■ Latihan Tertulis 1: Menurut teks tentang kemiskinan petani di bawah, apa yang membuat kebutuhan terhadap hasil pertanian terus bertambah?

■ Kutipan Teks:
__________________________________________________
Katanya Masyarakat Agraris, Kok Petaninya Miskin?*

Moh. Luthfi
11 Min Read
Katanya Masyarakat Agraris, Kok Petaninya Miskin?* (Ilustrasi)
Katanya Masyarakat Agraris, Kok Petaninya Miskin?* (Ilustrasi)

Pertanian menjadi bagian yang tidak terpisahkan dari aktivitas kehidupan pedesaan. Dari pertanian ini kebutuhan pangan bisa terpenuhi. Kebutuhan terhadap hasil pertanian akan terus bertambah seiring dengan bertambahnya pertumbuhan penduduk. Ditambah lagi dengan adanya krisis pangan, maka pangan akan menjadi primadona di pentas ekonomi global.

Masalahnya adalah meskipun kebutuhan pangan terus meningkat dan harga terus naik, petaninya terus miskin dan tetap tidak bisa menikmati dari momentum lonjakan permintaan hasil pertanian dan kenaikan harga pertanian.
__________________________________________________
■ Data Tercatat:
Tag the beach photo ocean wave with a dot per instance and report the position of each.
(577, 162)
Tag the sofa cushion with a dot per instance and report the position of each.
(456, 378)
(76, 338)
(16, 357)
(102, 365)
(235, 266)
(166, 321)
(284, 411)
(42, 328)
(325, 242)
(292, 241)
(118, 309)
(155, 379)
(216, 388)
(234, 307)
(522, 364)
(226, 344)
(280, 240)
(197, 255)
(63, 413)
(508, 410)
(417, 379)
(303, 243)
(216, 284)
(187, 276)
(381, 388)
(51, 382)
__________________________________________________
■ Latihan Tertulis 2: Susun semua baris di bagian Data Tercatat sebagai daftar bernomor, tanpa baris kosong.

■ Hasil 1: Bertambahnya pertumbuhan penduduk.

■ Hasil 2:
1. Tag the beach photo ocean wave with a dot per instance and report the position of each.
2. (577, 162)
3. Tag the sofa cushion with a dot per instance and report the position of each.
4. (456, 378)
5. (76, 338)
6. (16, 357)
7. (102, 365)
8. (235, 266)
9. (166, 321)
10. (284, 411)
11. (42, 328)
12. (325, 242)
13. (292, 241)
14. (118, 309)
15. (155, 379)
16. (216, 388)
17. (234, 307)
18. (522, 364)
19. (226, 344)
20. (280, 240)
21. (197, 255)
22. (63, 413)
23. (508, 410)
24. (417, 379)
25. (303, 243)
26. (216, 284)
27. (187, 276)
28. (381, 388)
29. (51, 382)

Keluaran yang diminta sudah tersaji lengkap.